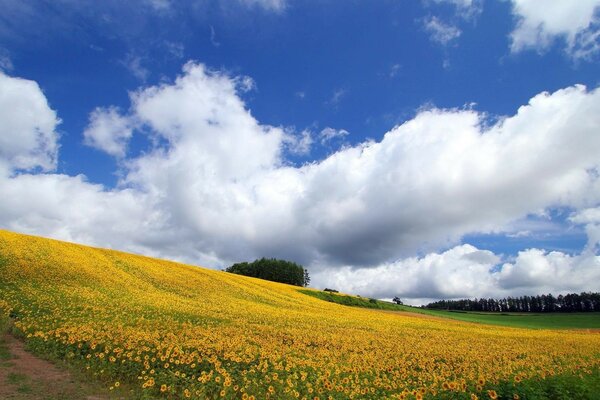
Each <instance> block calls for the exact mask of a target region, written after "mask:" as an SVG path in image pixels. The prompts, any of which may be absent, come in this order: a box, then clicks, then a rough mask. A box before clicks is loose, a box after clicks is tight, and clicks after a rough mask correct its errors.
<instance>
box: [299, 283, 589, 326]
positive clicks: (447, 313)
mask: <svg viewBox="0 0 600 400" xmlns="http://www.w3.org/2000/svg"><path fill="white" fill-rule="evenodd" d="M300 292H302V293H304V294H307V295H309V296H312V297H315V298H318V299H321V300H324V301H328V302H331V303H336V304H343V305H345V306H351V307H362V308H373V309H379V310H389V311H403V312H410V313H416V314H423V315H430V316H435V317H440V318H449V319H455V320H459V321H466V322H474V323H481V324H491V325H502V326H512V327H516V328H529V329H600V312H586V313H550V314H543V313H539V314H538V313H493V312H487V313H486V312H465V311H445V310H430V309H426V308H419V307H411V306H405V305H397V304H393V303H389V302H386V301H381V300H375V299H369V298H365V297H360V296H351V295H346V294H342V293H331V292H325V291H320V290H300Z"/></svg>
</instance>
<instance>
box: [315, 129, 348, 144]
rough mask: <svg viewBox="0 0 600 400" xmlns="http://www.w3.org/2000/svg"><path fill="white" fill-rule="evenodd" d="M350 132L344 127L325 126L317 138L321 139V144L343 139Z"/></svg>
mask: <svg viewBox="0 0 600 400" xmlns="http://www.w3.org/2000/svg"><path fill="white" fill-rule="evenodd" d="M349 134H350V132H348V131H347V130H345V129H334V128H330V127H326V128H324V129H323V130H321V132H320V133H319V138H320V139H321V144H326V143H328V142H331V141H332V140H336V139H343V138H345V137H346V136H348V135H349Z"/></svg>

* * *

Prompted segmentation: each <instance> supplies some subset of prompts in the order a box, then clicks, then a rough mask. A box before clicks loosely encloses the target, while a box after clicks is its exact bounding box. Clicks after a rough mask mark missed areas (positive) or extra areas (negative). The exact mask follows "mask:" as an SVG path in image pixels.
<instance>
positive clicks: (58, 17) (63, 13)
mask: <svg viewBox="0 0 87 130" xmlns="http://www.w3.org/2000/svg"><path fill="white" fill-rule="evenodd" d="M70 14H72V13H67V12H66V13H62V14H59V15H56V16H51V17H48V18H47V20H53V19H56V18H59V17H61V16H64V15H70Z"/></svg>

WORK ORDER - From the records above, transcribe exactly the run of lines that opens with the line holding "positive clicks: (447, 313)" and closes with the line holding "box: [315, 129, 348, 144]", both included.

RESULT OF THE EXERCISE -
positive clicks: (447, 313)
mask: <svg viewBox="0 0 600 400" xmlns="http://www.w3.org/2000/svg"><path fill="white" fill-rule="evenodd" d="M300 292H302V293H304V294H307V295H309V296H312V297H315V298H318V299H321V300H324V301H328V302H331V303H336V304H343V305H345V306H351V307H362V308H373V309H379V310H389V311H403V312H410V313H416V314H423V315H430V316H435V317H440V318H449V319H455V320H459V321H466V322H474V323H481V324H491V325H502V326H512V327H516V328H529V329H600V312H586V313H550V314H543V313H539V314H538V313H493V312H487V313H486V312H465V311H445V310H430V309H426V308H419V307H411V306H405V305H397V304H393V303H389V302H386V301H381V300H375V299H369V298H365V297H360V296H351V295H346V294H342V293H331V292H325V291H320V290H300Z"/></svg>
</instance>
<instance>
box: [315, 129, 348, 144]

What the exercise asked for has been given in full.